Edit the items below, replacing "man's ear" with "man's left ear" and leaving everything else unchanged. Omit the pictures from your answer.
::: Data listing :::
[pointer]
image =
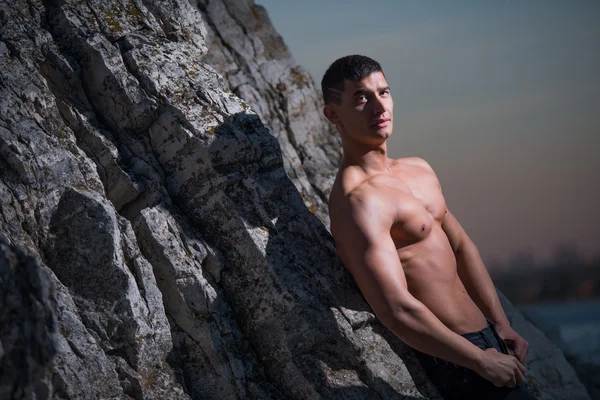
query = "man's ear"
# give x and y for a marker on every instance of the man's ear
(330, 114)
:::
Answer to the exercise:
[pointer]
image =
query = "man's left ear"
# give x and y for a marker on every instance of the man's left ear
(330, 114)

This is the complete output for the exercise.